Exhibit 10.2
WAIVER AND THIRD AMENDMENT
TO
TERM LOAN CREDIT
AGREEMENT
This Waiver and Third Amendment,
dated as of February 9, 2007 (this “ Waiver and
Amendment ”), is executed and delivered by D 56, INC., a
Minnesota corporation (“ D 56 ”), LENOX RETAIL,
INC., a Minnesota corporation (“ Lenox Retail
”), LENOX, INCORPORATED, a New Jersey corporation (“
Lenox ” and, together with D 56 and Lenox Retail,
“ Borrowers ” and each individually, a “
Borrower ”), the Term Loan Lenders party hereto and
UBS AG, Stamford Branch, as administrative agent (in such capacity,
the “ Administrative Agent ”).
RECITALS
WHEREAS , Borrowers, the financial institutions party
thereto as lenders (the “ Term Loan Lenders ”)
and the Administrative Agent are parties to that certain Term Loan
Credit Agreement, dated as of September 1, 2005, as amended by that
certain First Amendment thereto, dated as of January 23, 2006, and
by that certain Second Amendment thereto, dated as of April 27,
2006 (as such agreement may be further amended, modified or
supplemented from time to time, the “ Credit Agreement
”);
WHEREAS , Borrowers have informed Administrative Agent
and Term Loan Lenders that the following Events of Default (the
“ Specified Events of Default ”) have occurred
and are continuing: (i) failure to achieve the maximum Leverage
Ratio pursuant to Section 6.08(a) of the Credit Agreement for the
Test Period ended December 31, 2006 and (ii) failure to achieve the
minimum Interest Coverage Ratio pursuant to Section 6.08(b) of the
Credit Agreement for the Test Period ended December 31,
2006;
WHEREAS , Administrative Agent and Term Loan Lenders are
willing to consent to a waiver of the Specified Events of Default
as and to the extent set forth in this Waiver and Amendment and
subject to the terms and conditions set forth herein;
WHEREAS , this document shall constitute a Loan Document
and these Recitals shall be construed as part of this Waiver and
Amendment;
NOW THEREFORE
, in consideration of the premises
and the mutual covenants hereinafter contained, and for good and
valuable consideration, the receipt and sufficiency of which are
hereby acknowledged, the parties hereto hereby agree as
follows:
1.
Definitions . Except to the extent otherwise specified
herein, capitalized terms used in this Waiver and Amendment shall
have the same meanings ascribed to them in the Credit
Agreement.

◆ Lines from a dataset
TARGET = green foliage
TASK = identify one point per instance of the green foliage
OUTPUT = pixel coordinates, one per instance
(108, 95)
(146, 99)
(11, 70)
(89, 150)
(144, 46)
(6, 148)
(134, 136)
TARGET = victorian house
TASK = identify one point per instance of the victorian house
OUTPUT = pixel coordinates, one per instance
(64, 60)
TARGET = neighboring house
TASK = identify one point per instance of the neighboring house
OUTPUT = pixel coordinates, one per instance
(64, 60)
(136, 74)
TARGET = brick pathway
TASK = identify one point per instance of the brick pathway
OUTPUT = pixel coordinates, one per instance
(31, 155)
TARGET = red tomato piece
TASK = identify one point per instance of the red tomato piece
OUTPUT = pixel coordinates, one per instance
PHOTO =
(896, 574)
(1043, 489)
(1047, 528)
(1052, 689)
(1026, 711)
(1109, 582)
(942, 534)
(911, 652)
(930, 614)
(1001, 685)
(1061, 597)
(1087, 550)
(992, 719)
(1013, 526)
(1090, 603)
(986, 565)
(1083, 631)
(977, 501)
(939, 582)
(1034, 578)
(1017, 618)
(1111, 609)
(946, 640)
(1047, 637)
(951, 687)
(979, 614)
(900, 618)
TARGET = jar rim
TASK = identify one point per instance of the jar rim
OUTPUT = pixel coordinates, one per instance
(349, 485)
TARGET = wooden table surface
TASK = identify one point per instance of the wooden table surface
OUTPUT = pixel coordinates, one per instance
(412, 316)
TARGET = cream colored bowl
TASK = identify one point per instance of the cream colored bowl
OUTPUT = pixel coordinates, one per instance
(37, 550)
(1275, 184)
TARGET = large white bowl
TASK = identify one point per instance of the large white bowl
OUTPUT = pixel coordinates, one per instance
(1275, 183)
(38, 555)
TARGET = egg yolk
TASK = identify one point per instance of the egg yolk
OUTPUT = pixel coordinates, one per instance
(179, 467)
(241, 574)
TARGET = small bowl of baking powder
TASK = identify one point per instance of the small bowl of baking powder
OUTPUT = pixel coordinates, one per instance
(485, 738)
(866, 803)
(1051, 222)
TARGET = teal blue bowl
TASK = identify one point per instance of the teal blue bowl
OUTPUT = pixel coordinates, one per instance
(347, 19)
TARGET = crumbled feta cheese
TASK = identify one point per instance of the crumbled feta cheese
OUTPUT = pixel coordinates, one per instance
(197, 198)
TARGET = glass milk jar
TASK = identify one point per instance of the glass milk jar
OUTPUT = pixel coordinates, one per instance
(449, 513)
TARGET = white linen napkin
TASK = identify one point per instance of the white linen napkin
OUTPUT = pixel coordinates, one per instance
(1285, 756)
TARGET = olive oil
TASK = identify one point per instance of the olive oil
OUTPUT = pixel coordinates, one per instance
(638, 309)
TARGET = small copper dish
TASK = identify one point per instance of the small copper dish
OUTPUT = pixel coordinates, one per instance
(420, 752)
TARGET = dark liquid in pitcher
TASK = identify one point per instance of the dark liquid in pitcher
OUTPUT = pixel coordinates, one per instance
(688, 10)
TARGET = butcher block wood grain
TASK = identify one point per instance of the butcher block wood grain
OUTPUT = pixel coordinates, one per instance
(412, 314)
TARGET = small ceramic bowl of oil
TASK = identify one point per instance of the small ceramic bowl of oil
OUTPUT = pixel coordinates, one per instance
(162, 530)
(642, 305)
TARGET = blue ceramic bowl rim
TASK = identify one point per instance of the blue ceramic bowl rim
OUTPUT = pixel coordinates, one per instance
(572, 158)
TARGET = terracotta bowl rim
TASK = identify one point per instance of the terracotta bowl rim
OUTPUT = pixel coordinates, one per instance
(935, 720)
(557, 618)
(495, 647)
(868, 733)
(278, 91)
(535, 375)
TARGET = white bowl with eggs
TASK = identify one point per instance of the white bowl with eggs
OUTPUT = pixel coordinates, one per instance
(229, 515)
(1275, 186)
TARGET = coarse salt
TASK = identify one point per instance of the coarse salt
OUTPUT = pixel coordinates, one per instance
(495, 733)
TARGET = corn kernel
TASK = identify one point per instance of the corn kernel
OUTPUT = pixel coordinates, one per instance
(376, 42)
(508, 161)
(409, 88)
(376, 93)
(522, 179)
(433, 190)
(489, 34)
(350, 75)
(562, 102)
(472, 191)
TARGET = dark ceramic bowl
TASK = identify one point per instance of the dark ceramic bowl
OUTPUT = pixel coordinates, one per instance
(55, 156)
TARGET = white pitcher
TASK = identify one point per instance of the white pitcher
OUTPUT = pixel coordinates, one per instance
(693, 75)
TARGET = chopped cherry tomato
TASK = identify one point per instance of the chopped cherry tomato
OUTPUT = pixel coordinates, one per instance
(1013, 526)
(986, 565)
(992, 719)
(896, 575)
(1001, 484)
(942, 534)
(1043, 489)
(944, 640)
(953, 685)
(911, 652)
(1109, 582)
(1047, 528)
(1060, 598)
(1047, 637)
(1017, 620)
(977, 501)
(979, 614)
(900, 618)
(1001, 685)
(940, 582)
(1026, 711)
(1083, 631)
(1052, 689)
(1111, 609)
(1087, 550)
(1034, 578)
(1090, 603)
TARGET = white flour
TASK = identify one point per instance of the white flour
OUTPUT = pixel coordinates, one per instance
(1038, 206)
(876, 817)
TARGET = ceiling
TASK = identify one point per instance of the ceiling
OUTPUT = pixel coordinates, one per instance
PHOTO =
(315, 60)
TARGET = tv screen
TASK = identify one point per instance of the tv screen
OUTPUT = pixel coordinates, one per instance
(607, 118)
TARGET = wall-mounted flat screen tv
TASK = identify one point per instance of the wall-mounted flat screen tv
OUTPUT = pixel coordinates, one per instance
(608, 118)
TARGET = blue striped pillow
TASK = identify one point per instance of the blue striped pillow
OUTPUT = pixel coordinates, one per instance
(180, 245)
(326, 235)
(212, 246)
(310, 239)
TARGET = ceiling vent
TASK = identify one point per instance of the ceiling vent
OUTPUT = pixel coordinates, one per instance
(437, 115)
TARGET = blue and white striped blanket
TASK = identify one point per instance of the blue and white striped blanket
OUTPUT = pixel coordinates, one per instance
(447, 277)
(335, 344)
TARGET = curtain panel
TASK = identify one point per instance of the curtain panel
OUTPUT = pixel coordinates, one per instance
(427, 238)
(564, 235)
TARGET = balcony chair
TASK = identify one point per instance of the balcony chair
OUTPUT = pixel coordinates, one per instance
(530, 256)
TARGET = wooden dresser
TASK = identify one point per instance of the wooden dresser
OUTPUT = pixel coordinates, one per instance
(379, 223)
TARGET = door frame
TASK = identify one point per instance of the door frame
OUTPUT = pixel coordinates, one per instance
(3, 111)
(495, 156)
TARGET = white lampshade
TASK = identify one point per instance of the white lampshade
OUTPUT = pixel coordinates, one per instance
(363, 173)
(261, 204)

◆ The task
Answer these questions about the loan waiver:
1. In which state is Lenox, Incorporated a corporation?
2. What is the date of the Second Amendment to the Credit Agreement?
3. Which section of the Credit Agreement sets the minimum Interest Coverage Ratio?

◆ Answer for this exercise
1. New Jersey
2. April 27, 2006
3. Section 6.08(b)